Stored data:
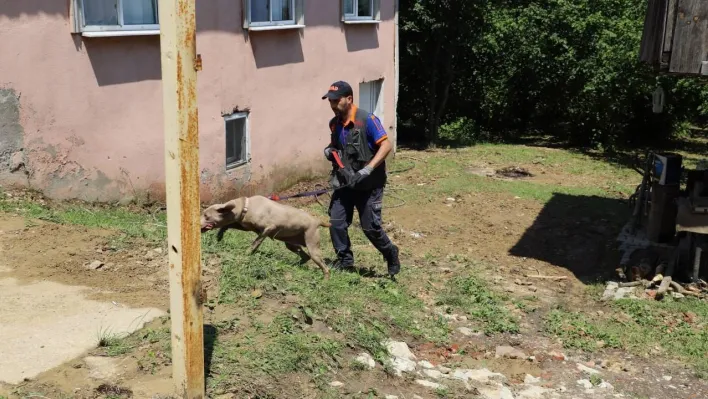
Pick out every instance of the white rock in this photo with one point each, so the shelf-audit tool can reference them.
(481, 375)
(496, 392)
(426, 364)
(95, 265)
(529, 379)
(466, 331)
(401, 366)
(402, 359)
(429, 384)
(533, 392)
(585, 384)
(434, 374)
(399, 350)
(624, 292)
(366, 359)
(586, 369)
(509, 352)
(102, 368)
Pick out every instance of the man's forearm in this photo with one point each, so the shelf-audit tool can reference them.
(381, 154)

Short problem. Write out every line of the listing above again, requests included, with each point's coordinates multiplied by 2.25 and rounded to whole numbers, halves rounding up. Leave the pictures out.

Result for this task.
Pick out every instance of the white rock in this photo with one point each, so the shelf-audit tool can reference them.
(1082, 844)
(1116, 882)
(959, 819)
(214, 596)
(1190, 853)
(1049, 745)
(902, 824)
(905, 808)
(965, 864)
(1199, 882)
(1316, 864)
(977, 842)
(898, 788)
(1404, 657)
(824, 808)
(1319, 830)
(1145, 792)
(230, 828)
Pick out every instance of the man's forearm in this photo with one point each, so the shelf-audit tool can reference them.
(857, 347)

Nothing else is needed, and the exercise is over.